[[ Extracted text, beginning ]]

Matlock asked that commissioners table the issue until they can research how the proposal will impact the county.

Matlock called Rhodes' characterization of about how many Medicaid beds are occupied inaccurate and said occupancy in area nursing homes averages lower than 80 percent.

"The state requires, to grant a certificate of need to actually build a building, 90 percent occupancy," Matlock said. "So there was an attempt made to kind of go around the process and get basically green lit through the commissioners court stamping a certificate of need."

Matlock called the census of need greatly exaggerated.

The biggest single problem with the proposal is that it will impact staffing at existing facilities, he said.

Matlock said area nursing homes have one- or two-star ratings on the Medicare.gov website when it comes to staffing because of the availability of the labor pool.

"Mr. Douglas said they are going to bring X (number of) jobs to Parker County," Matlock said. "That's just not going to happen. What they are going to do is take positions away from the facilities that are here."

"And so the end result is having nine facilities in the county that are very, very understaffed," Matlock said. "That is good recipe for good care."

His company currently uses an outside firm for labor because of the staffing shortage, Matlock said.

[[ Extracted text, end ]]
[[ Excerpted records, beginning ]]

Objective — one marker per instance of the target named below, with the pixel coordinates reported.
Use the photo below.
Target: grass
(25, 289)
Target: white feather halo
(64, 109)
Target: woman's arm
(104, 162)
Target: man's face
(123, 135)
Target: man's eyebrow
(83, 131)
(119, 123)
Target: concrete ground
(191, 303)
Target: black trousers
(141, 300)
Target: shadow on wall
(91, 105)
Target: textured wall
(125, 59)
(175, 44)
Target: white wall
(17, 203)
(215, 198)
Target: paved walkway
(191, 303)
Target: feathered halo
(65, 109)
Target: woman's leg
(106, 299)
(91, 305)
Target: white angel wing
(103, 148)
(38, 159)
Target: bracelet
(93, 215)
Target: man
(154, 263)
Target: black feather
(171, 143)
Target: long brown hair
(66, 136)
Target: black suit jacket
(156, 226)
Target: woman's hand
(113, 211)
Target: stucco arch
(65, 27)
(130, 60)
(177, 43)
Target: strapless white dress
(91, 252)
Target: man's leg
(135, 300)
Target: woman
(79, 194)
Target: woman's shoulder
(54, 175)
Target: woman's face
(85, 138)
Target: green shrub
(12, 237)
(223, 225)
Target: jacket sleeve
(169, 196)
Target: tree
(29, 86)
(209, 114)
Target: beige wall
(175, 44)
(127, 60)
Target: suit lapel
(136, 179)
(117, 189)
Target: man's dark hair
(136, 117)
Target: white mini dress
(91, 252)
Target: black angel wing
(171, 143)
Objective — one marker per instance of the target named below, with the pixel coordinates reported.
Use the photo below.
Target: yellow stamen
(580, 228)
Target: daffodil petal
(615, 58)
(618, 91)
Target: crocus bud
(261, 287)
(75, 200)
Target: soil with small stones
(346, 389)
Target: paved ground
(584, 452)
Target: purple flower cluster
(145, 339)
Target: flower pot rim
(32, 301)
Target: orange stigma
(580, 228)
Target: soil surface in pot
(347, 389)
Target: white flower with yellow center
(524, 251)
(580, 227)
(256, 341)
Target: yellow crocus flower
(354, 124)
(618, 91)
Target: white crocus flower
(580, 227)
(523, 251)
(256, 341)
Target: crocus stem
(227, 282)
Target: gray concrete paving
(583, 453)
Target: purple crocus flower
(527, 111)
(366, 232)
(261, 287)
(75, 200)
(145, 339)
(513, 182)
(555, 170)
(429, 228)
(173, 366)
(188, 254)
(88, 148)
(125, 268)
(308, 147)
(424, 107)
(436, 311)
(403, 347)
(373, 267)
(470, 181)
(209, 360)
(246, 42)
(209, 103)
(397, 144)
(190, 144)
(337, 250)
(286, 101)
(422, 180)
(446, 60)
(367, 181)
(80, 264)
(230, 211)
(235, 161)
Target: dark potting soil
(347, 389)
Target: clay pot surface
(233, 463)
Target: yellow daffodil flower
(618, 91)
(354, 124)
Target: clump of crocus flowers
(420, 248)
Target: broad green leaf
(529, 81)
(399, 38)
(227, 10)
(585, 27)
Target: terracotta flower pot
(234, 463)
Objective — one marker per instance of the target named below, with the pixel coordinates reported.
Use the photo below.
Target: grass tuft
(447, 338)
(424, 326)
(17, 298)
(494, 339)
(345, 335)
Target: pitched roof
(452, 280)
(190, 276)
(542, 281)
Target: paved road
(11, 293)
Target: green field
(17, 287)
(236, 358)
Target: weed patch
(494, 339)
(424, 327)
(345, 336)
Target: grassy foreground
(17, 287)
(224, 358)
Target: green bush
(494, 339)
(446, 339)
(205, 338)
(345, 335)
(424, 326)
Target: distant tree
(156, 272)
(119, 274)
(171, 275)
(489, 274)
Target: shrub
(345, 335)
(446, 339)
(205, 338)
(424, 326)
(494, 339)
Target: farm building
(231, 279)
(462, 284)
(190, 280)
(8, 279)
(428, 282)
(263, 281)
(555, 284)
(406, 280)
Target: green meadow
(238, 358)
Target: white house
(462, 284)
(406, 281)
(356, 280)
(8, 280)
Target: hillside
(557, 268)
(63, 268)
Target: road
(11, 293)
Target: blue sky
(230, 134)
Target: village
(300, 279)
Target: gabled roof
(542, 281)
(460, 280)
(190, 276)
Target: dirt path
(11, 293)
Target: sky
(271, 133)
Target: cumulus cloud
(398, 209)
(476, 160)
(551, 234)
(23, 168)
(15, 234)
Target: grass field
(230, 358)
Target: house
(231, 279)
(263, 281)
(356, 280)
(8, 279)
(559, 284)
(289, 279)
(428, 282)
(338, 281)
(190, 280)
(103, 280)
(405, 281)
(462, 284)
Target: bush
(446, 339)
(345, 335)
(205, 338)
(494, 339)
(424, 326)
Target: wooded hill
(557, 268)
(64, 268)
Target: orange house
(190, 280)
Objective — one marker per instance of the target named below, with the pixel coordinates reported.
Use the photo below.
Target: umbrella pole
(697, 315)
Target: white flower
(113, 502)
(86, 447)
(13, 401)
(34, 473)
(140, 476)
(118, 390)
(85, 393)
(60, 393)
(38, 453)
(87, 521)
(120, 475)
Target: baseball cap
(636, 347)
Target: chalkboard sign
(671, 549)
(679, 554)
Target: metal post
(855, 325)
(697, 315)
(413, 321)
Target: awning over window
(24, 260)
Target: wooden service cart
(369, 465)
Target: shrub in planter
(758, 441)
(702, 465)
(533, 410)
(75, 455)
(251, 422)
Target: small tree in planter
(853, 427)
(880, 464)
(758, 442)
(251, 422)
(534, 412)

[[ Excerpted records, end ]]

» Exercise 1: Repeat the part of the article about the nursing home proposal starting with "Matlock asked that" and going on through "the labor pool.".
» Exercise 2: Decide whether each statement agrees with the article about the nursing home proposal: (a) Matlock said occupancy in area nursing homes averages lower than 80 percent. (b) Matlock's company meets its labor needs without an outside firm. (c) Matlock asked commissioners to approve the proposal right away. Answer yes or no for each and quote the deciding words of the article.

» Task answer 1:
Matlock asked that commissioners table the issue until they can research how the proposal will impact the county.

Matlock called Rhodes' characterization of about how many Medicaid beds are occupied inaccurate and said occupancy in area nursing homes averages lower than 80 percent.

"The state requires, to grant a certificate of need to actually build a building, 90 percent occupancy," Matlock said. "So there was an attempt made to kind of go around the process and get basically green lit through the commissioners court stamping a certificate of need."

Matlock called the census of need greatly exaggerated.

The biggest single problem with the proposal is that it will impact staffing at existing facilities, he said.

Matlock said area nursing homes have one- or two-star ratings on the Medicare.gov website when it comes to staffing because of the availability of the labor pool.

» Task answer 2:
(a) Yes: "occupancy in area nursing homes averages lower than 80 percent."
(b) No: "His company currently uses an outside firm for labor because of the staffing shortage"
(c) No: "Matlock asked that commissioners table the issue until they can research how the proposal will impact the county."